# [Activity]
Your task is to return the data below, word for word.

# [Records]
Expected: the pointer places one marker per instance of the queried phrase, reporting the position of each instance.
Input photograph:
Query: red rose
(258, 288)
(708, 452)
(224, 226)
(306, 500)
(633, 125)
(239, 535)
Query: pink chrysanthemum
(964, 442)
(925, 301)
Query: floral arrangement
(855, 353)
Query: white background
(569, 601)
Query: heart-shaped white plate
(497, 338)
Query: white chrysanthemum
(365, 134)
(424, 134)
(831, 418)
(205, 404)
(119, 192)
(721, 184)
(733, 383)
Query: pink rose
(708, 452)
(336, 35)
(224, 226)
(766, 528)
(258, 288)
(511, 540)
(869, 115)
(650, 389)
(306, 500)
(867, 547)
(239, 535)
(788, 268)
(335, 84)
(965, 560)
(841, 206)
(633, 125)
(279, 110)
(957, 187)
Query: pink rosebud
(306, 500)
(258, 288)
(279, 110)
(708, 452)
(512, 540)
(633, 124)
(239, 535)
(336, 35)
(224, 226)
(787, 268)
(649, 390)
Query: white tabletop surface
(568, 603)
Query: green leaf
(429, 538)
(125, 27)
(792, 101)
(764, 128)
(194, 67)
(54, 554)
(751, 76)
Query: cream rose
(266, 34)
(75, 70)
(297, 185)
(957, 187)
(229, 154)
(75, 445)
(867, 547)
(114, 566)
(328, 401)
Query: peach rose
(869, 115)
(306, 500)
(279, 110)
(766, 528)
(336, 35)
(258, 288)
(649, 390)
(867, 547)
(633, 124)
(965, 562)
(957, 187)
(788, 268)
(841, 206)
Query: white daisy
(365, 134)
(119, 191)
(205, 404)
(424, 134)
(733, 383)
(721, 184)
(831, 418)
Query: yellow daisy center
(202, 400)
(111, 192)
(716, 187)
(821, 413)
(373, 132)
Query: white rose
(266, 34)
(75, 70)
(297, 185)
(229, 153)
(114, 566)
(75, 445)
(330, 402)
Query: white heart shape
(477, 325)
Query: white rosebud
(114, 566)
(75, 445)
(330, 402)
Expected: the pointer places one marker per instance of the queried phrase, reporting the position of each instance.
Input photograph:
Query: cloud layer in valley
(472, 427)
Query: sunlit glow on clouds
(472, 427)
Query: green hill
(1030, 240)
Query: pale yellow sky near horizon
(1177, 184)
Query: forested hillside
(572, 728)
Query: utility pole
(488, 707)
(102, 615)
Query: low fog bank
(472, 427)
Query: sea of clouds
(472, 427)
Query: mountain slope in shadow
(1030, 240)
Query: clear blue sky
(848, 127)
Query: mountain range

# [Expected output]
Expected: the pointer places one marker per instance of the queried phrase, reporting the position of each instance.
Input photograph:
Query: red rose
(258, 288)
(708, 452)
(224, 226)
(306, 500)
(633, 125)
(239, 535)
Query: pink chrysanthemum
(964, 442)
(925, 301)
Query: floral arrangement
(855, 353)
Query: white background
(569, 601)
Query: heart-shaped white plate
(497, 338)
Query: white chrysanthemum
(365, 134)
(424, 134)
(831, 418)
(205, 404)
(119, 192)
(721, 184)
(733, 383)
Query: pink rose
(708, 452)
(336, 35)
(224, 226)
(766, 528)
(258, 288)
(511, 540)
(869, 115)
(650, 389)
(306, 500)
(867, 547)
(239, 535)
(788, 268)
(335, 84)
(965, 560)
(841, 206)
(633, 125)
(279, 110)
(957, 187)
Query: pink rosebud
(306, 500)
(258, 288)
(279, 110)
(708, 452)
(512, 540)
(633, 124)
(239, 535)
(336, 35)
(224, 226)
(787, 268)
(649, 390)
Query: white tabletop surface
(568, 603)
Query: green leaf
(429, 538)
(125, 27)
(792, 101)
(764, 128)
(194, 67)
(54, 554)
(751, 76)
Query: cream rose
(266, 34)
(75, 70)
(297, 185)
(957, 187)
(229, 154)
(75, 445)
(867, 547)
(114, 566)
(328, 401)
Query: peach rose
(869, 115)
(306, 500)
(279, 110)
(766, 528)
(336, 35)
(258, 288)
(649, 390)
(867, 547)
(633, 124)
(965, 562)
(957, 187)
(788, 268)
(841, 206)
Query: white daisy
(365, 134)
(119, 191)
(205, 404)
(424, 134)
(733, 383)
(721, 184)
(831, 418)
Query: yellow daisy center
(202, 400)
(111, 192)
(716, 187)
(821, 413)
(373, 132)
Query: white rose
(266, 34)
(75, 70)
(297, 185)
(229, 153)
(114, 566)
(75, 445)
(330, 402)
Query: white heart shape
(477, 325)
Query: white rosebud
(114, 566)
(75, 445)
(330, 402)
Expected: the pointer places one marker per instance of the queried phrase, reporting the position of each instance.
Input photograph:
Query: cloud layer in valley
(472, 427)
Query: sunlit glow on clouds
(472, 427)
Query: green hill
(1030, 240)
Query: pale yellow sky near horizon
(1177, 184)
Query: forested hillside
(572, 728)
Query: utility pole
(488, 707)
(102, 615)
Query: low fog bank
(472, 427)
Query: sea of clouds
(472, 427)
Query: mountain slope in shadow
(1030, 240)
Query: clear blue sky
(848, 127)
Query: mountain range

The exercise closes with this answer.